**Work instructions**
Rewrite the lines from the one holding "The component shall point out each instance of the wooden" through the end of the lines, both ends included, shifting every coordinate in the answers up by 119. Leave the pictures out.

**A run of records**
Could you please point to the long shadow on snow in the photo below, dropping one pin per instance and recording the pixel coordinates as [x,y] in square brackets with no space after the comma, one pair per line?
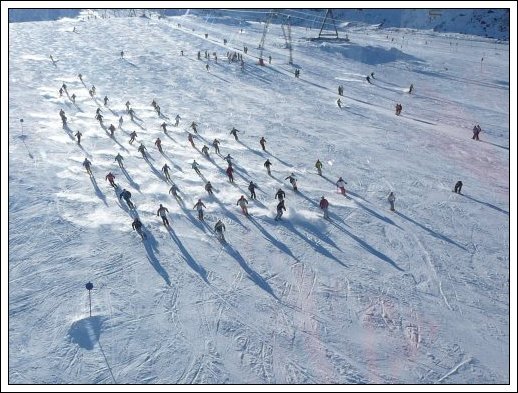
[366,246]
[98,192]
[254,276]
[487,204]
[317,247]
[433,233]
[188,257]
[150,245]
[272,240]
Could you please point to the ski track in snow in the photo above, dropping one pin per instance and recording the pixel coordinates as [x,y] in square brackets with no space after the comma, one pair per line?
[368,296]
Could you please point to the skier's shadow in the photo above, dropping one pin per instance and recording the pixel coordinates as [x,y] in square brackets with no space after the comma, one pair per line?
[272,240]
[317,247]
[130,180]
[188,257]
[98,192]
[150,244]
[252,274]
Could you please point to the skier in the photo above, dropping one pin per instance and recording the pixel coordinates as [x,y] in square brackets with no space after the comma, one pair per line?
[234,132]
[158,144]
[458,187]
[280,208]
[127,195]
[174,191]
[230,174]
[215,144]
[112,129]
[324,204]
[251,187]
[165,169]
[142,149]
[162,213]
[111,178]
[190,139]
[219,228]
[195,166]
[262,141]
[199,206]
[476,131]
[391,198]
[341,185]
[280,194]
[133,135]
[87,164]
[137,226]
[119,160]
[229,159]
[293,181]
[242,202]
[208,188]
[78,135]
[319,166]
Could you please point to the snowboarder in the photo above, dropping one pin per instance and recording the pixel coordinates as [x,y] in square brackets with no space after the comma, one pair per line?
[280,194]
[234,132]
[293,181]
[267,164]
[162,211]
[78,136]
[137,226]
[133,135]
[215,144]
[119,160]
[127,195]
[87,164]
[242,202]
[195,166]
[458,187]
[262,141]
[341,185]
[319,166]
[208,188]
[391,198]
[280,208]
[112,129]
[476,131]
[199,206]
[158,144]
[251,187]
[190,139]
[230,173]
[174,191]
[219,228]
[142,149]
[324,204]
[111,178]
[165,169]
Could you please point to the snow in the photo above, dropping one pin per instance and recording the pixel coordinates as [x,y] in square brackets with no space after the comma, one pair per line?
[416,296]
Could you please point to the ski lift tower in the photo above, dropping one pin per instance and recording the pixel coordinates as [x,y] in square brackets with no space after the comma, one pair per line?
[329,14]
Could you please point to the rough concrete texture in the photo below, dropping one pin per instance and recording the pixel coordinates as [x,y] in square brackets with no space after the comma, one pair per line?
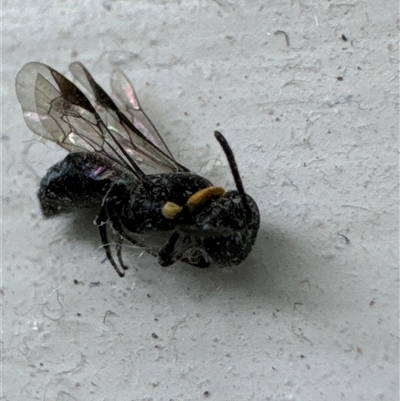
[312,117]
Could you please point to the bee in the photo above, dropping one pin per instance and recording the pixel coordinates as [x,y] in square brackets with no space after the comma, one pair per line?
[120,166]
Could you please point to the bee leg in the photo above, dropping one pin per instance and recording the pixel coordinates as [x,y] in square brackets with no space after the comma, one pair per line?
[106,246]
[166,255]
[195,257]
[101,221]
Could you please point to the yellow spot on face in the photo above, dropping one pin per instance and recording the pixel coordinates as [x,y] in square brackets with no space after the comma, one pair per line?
[202,196]
[170,210]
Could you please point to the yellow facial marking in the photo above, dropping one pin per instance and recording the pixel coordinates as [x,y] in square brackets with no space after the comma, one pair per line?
[170,210]
[202,196]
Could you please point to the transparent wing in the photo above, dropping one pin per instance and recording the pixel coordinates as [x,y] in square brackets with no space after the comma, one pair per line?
[123,93]
[56,109]
[127,120]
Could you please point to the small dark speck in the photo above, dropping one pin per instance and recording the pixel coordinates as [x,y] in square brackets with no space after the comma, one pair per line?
[345,238]
[106,5]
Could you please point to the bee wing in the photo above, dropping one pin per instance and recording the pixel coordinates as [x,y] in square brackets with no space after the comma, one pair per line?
[125,96]
[56,109]
[128,121]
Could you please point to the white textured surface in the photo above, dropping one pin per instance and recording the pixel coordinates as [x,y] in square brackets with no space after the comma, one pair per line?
[308,316]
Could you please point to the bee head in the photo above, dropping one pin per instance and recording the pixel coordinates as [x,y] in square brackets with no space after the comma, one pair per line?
[231,221]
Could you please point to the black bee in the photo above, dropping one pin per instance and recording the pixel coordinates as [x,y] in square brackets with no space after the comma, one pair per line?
[172,213]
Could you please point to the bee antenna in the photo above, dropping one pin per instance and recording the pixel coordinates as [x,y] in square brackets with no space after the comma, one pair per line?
[234,169]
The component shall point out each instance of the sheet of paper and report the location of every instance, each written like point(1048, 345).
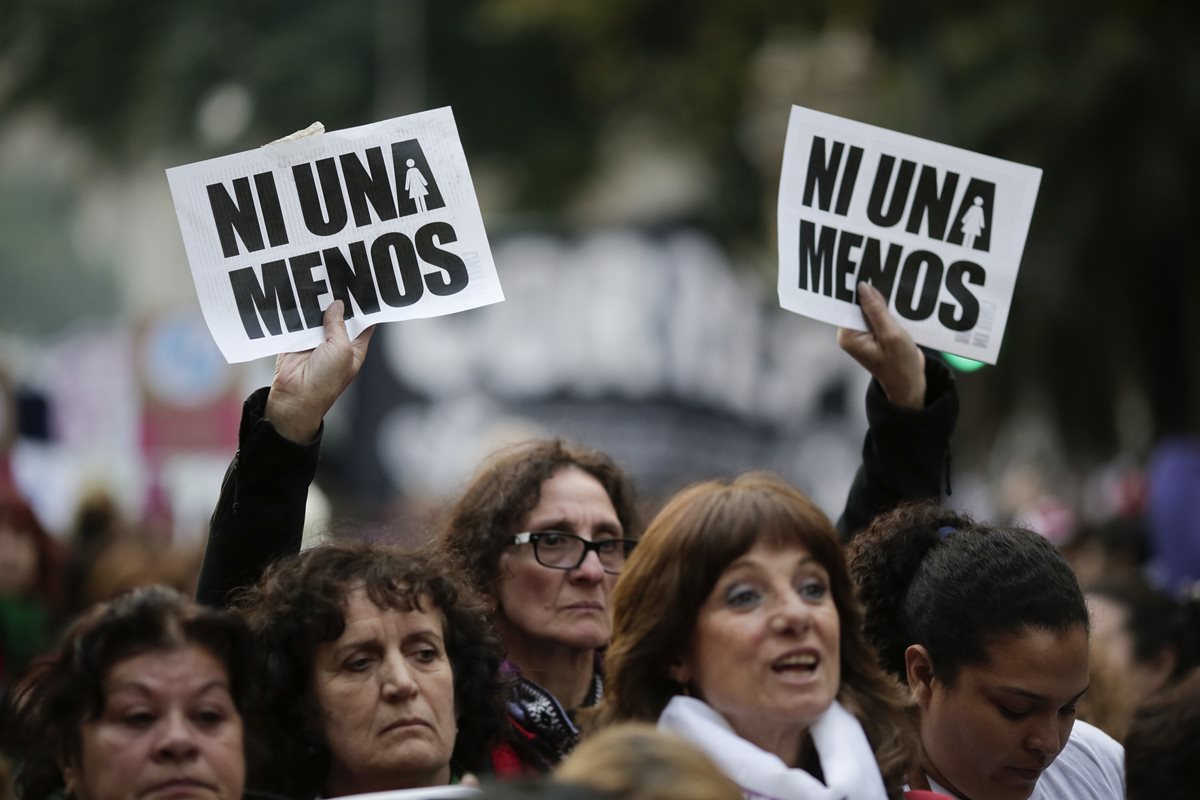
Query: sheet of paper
point(937, 229)
point(383, 217)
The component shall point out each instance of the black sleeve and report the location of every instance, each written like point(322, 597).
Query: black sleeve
point(259, 515)
point(906, 452)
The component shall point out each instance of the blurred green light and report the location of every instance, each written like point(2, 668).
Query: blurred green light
point(963, 365)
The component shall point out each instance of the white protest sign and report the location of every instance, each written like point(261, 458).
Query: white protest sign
point(383, 217)
point(936, 229)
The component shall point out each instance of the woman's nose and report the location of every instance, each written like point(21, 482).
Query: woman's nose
point(397, 680)
point(792, 615)
point(178, 740)
point(1047, 735)
point(589, 569)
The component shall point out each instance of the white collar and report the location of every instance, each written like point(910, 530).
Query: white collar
point(846, 757)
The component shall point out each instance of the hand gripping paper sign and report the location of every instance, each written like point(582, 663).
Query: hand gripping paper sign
point(936, 229)
point(383, 217)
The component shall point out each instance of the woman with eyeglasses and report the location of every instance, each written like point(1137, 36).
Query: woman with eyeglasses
point(532, 529)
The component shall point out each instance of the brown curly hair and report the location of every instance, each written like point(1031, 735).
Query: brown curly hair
point(672, 571)
point(300, 603)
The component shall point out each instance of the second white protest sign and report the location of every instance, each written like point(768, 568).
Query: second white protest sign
point(939, 230)
point(383, 217)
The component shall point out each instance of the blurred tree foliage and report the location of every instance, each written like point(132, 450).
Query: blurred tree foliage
point(1105, 98)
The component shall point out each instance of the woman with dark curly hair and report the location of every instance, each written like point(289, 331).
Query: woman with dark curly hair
point(142, 699)
point(988, 629)
point(543, 529)
point(736, 626)
point(378, 672)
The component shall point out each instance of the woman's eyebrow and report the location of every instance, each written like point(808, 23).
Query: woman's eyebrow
point(1038, 698)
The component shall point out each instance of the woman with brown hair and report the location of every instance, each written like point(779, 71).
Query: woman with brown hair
point(378, 672)
point(736, 626)
point(543, 529)
point(144, 698)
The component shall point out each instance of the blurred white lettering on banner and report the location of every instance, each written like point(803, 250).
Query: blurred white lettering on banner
point(936, 229)
point(383, 217)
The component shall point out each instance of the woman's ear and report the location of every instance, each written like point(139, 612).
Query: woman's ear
point(919, 671)
point(69, 780)
point(679, 672)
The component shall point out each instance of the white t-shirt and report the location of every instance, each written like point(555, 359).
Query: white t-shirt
point(1091, 767)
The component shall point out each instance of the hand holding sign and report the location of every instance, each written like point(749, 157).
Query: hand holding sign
point(887, 352)
point(307, 384)
point(936, 229)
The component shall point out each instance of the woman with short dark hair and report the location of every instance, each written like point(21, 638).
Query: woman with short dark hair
point(988, 629)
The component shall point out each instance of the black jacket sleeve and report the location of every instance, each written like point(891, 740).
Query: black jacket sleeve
point(906, 452)
point(259, 515)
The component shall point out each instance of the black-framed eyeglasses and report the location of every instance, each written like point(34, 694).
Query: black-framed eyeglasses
point(562, 551)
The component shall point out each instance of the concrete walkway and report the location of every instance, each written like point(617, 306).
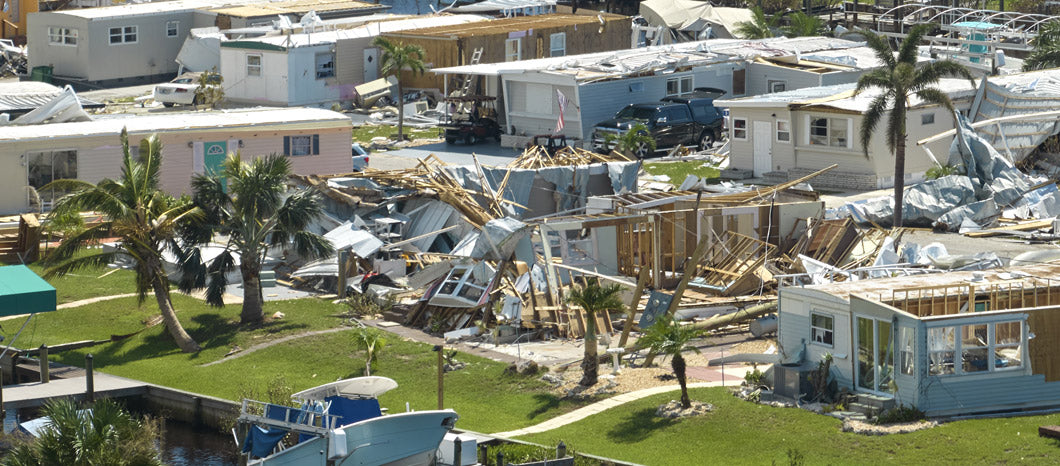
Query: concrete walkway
point(598, 407)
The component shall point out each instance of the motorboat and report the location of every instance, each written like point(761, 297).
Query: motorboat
point(341, 424)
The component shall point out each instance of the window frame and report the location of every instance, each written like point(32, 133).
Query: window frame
point(518, 49)
point(743, 128)
point(122, 35)
point(259, 68)
point(831, 138)
point(787, 131)
point(827, 334)
point(683, 86)
point(328, 71)
point(63, 35)
point(551, 45)
point(173, 29)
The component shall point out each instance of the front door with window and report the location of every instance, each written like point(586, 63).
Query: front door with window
point(876, 361)
point(762, 139)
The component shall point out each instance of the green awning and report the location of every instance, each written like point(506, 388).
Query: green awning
point(22, 291)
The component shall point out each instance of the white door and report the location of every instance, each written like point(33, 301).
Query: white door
point(762, 138)
point(371, 65)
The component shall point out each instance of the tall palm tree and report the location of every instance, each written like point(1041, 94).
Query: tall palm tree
point(398, 56)
point(668, 337)
point(800, 24)
point(1046, 52)
point(593, 299)
point(760, 27)
point(144, 218)
point(897, 81)
point(246, 203)
point(104, 434)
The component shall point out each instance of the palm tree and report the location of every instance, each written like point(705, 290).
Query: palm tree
point(143, 218)
point(246, 204)
point(668, 337)
point(396, 57)
point(761, 25)
point(800, 24)
point(104, 434)
point(1046, 52)
point(592, 299)
point(899, 79)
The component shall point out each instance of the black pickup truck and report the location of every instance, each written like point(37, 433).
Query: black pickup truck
point(692, 122)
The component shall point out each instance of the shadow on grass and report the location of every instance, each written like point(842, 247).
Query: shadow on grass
point(638, 426)
point(546, 401)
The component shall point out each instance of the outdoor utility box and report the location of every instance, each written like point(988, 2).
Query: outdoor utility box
point(792, 381)
point(267, 279)
point(469, 449)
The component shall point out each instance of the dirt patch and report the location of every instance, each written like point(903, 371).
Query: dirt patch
point(872, 429)
point(673, 410)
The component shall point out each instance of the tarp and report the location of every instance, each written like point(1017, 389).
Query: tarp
point(22, 291)
point(694, 16)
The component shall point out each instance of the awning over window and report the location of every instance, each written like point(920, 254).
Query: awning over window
point(22, 291)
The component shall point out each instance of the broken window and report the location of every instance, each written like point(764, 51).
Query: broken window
point(820, 328)
point(783, 130)
point(48, 166)
point(828, 131)
point(253, 65)
point(1008, 338)
point(62, 36)
point(325, 65)
point(940, 350)
point(513, 50)
point(124, 35)
point(973, 348)
point(558, 45)
point(678, 86)
point(466, 283)
point(905, 359)
point(740, 128)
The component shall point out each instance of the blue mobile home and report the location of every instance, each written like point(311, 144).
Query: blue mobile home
point(949, 343)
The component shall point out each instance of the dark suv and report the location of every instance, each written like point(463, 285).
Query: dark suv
point(692, 122)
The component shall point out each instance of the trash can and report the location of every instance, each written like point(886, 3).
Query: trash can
point(42, 74)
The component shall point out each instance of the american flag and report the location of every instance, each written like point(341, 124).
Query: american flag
point(562, 101)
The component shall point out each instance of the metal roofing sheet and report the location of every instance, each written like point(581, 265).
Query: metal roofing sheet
point(176, 121)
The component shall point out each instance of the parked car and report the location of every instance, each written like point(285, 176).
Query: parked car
point(181, 90)
point(359, 158)
point(692, 122)
point(471, 119)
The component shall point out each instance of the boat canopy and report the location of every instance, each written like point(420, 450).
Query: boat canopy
point(370, 387)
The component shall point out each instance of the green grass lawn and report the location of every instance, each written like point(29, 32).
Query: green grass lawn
point(740, 432)
point(365, 133)
point(678, 171)
point(486, 398)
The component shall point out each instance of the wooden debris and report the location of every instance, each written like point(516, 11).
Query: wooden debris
point(537, 157)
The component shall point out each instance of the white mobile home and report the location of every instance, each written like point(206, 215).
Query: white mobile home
point(311, 68)
point(599, 85)
point(115, 46)
point(317, 142)
point(789, 135)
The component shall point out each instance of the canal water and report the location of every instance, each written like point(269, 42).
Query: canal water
point(186, 445)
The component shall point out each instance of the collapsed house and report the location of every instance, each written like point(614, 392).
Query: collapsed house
point(949, 344)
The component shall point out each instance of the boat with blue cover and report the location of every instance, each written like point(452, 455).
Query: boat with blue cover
point(341, 424)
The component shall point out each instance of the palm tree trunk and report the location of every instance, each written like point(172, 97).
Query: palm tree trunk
point(161, 286)
point(899, 179)
point(590, 363)
point(252, 300)
point(401, 110)
point(678, 370)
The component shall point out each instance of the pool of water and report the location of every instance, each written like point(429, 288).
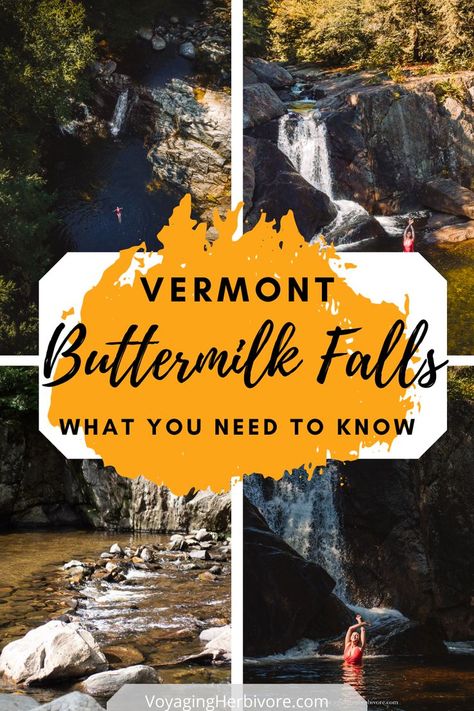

**Completed task**
The component shall point out each instance of the wooden debris and report the location of every instance, each written like point(516, 11).
Query: wooden debris
point(656, 276)
The component shall point out each instance of the white mobile home and report the location of every instance, each written like point(206, 215).
Query: white mobile home
point(430, 187)
point(718, 204)
point(234, 165)
point(436, 261)
point(908, 254)
The component shall point out each instance of the canal water and report the location of every instance, each written like point(269, 42).
Query: canal water
point(305, 564)
The component shall point out each instance of the collapsed house and report the location of every instance, each written like point(614, 392).
Query: collapsed house
point(1068, 463)
The component shall point out each instance of the boat with blue cover and report the location of every instance, each written like point(452, 455).
Query: boat with blue cover
point(460, 543)
The component shall point out each instance of the palm tree trunk and report the location of every instance, each written like point(172, 97).
Query: palm tree trunk
point(280, 405)
point(1018, 298)
point(709, 482)
point(371, 419)
point(520, 229)
point(797, 489)
The component shall point out each instance of the pool of water and report the location of every instance, each written like point(429, 288).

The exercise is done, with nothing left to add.